===== Testo fornito

In questo autunno che sta scuotendo come mai negli ultimi decenni il mondo intero, l’Africa è scossa da diversi movimenti in direzione ostinata e contraria a quelli che, negli ultimissimi anni, l’hanno invece portata a grandi cambiamenti e a processi democratici anche in Paesi dove sembrava fino a poco fa totalmente impensabile (l’ultimo, il Sudan).
Burkina Faso, Centrafrica, RDC, Zimbabwe, Algeria, Sudan, Mauritania, Gambia, Etiopia e altre nazioni hanno visto scosse telluriche di inclinazione al cambiamento, di insoddisfazione verso i precedenti regimi, e sebbene, nella maggior parte dei casi, a queste scosse non sia conseguita una vera e totale democratizzazione unita con un trasparente multipartitismo, in ogni caso esse hanno sempre portato a novità positive e comunque a una maggiore pluralità in zone dove essa sembrava impensabile.

Ci sono però eccezioni. E queste eccezioni, in questi tempi, si stanno facendo sentire. Sia in Paesi di vecchie dittature, di cui non riescono a liberarsi (come Ciad, Uganda, Congo e Camerun),- magari con l’ausilio più o meno indiretto di qualche potenza straniera, anche Occidentale – sia in Paesi che sembravano invece più inclini al pluralismo e al rispetto delle regole democratiche minime.

E questi sono i casi di Guinea, Tanzania e, prossimamente, con ogni probabilità, della Costa d’Avorio, nella tornata elettorale che già si è tenuta ma di cui ancora non sono stati resi noti i risultati.  Gli elementi-base di questi eventi sono sempre gli stessi: democrazie fragili e Capi di Stato ammalati di potere eterno o, comunque, il più lungo possibile.

GUINEA

 

In Guinea il Presidente in carica Alpha Condé è stato rieletto per la terza volta.

Non doveva accadere, ma Condé si è ricandidato per un terzo mandato; e ciò, con la classica modalità del “referendum-fake” per legittimare il superamento del limite dei due mandati, che è in vigore in molti Paesi africani ma che spesso si trova un modo di non rispettare. Ma non è accaduto solo questo.

==========

▶ [Istruzioni esercizio]: Prosegui il testo sulle elezioni in Africa a partire dalla sua ultima frase riportata sopra.

===== Righe fornite

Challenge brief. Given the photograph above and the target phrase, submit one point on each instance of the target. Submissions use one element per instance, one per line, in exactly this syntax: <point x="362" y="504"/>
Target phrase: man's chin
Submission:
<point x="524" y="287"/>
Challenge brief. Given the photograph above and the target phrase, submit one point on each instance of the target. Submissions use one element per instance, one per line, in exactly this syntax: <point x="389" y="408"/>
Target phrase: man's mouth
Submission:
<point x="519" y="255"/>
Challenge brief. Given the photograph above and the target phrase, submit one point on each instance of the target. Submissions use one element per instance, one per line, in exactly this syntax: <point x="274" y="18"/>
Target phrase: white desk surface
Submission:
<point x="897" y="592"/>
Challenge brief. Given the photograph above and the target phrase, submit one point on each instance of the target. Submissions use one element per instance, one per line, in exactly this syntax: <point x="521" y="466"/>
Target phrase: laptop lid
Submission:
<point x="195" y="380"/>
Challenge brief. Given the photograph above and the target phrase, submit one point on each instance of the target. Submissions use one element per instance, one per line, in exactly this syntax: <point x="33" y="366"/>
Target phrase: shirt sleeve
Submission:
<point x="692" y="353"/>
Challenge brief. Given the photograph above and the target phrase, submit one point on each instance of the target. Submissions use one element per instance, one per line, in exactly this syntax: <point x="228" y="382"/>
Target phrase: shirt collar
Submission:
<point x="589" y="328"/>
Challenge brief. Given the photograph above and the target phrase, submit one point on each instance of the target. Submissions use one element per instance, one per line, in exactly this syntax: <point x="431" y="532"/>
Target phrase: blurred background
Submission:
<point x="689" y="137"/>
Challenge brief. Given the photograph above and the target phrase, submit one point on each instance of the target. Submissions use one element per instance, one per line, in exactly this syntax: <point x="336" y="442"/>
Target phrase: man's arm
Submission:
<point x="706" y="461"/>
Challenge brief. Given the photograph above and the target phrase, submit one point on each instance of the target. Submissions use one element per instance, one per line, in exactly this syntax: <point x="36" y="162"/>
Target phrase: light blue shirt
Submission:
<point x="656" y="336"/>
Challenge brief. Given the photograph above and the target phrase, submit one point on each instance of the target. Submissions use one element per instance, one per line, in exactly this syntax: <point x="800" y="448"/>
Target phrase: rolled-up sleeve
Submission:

==========

▶ [Esito del compito]:
Dopo decenni di dittatura (intervallata da momenti di democrazia nonché da altri falsi referendum per lasciare al potere il leader in carica, tradizione antica), nel 2008, la Guinea ha subito un colpo di Stato militare. La giunta, oggetto di minacce da membri militari e civili del Paese, tutti affamati della conquista del trono di Conakry, si è dimessa ben presto. Ne sono seguite, finalmente, elezioni democratiche in cui ha prevalso Alpha Condé, un antico nemico del precedente dittatore Lansana Conté e strenuo avversario dei suoi referendum-fake, leader dei socialdemocratici del Raggruppamento del Popolo Guineano. Condé ha ottenuto la presidenza sconfiggendo il rivale Cellou D. Diallo, battuto nuovamente nel 2015, complice la grande crescita economica di cui ha beneficiato la nazione affacciata sull’omonimo Golfo. Con il suo partito al potere, la Guinea ha vissuto una fase intermedia, in cui convivevano contemporaneamente multipartitismo, una relativa democrazia e un controllo serrato dei media e dei centri nevralgici del potere da parte di Condé. L’UE e l’Unione Africana hanno sempre considerato le elezioni del 2010 e del 2015 valide, sebbene caratterizzate da evidenti criticità.

L’affluenza si è attestata al 79%, un crollo verticale di ben 17 punti dalla tornata elettorale del 2015 (con affluenza altissima al 96%).

A marzo di quest’anno, Alpha Condé ha organizzato un referendum, che ça va sans dire ha vinto, in modo da permettersi di superare il limite dei due mandati. Già dall’ottobre dell’anno scorso, però, si sono susseguite proteste sempre più violente in tutte le città del Paese, contro quest’ipotesi, contro Condé e più in generale a difesa della democrazia. L’opposizione ha accusato il Presidente di golpe istituzionale, e le forze armate hanno represso – in parte, anche nel sangue – le manifestazioni. Condé ha quindi fatto esattamente ciò che aveva criticato del vecchio dittatore Conté; per altro sostenuto dalla comunità Malinké, uno dei maggiori gruppi etnici del West Africa.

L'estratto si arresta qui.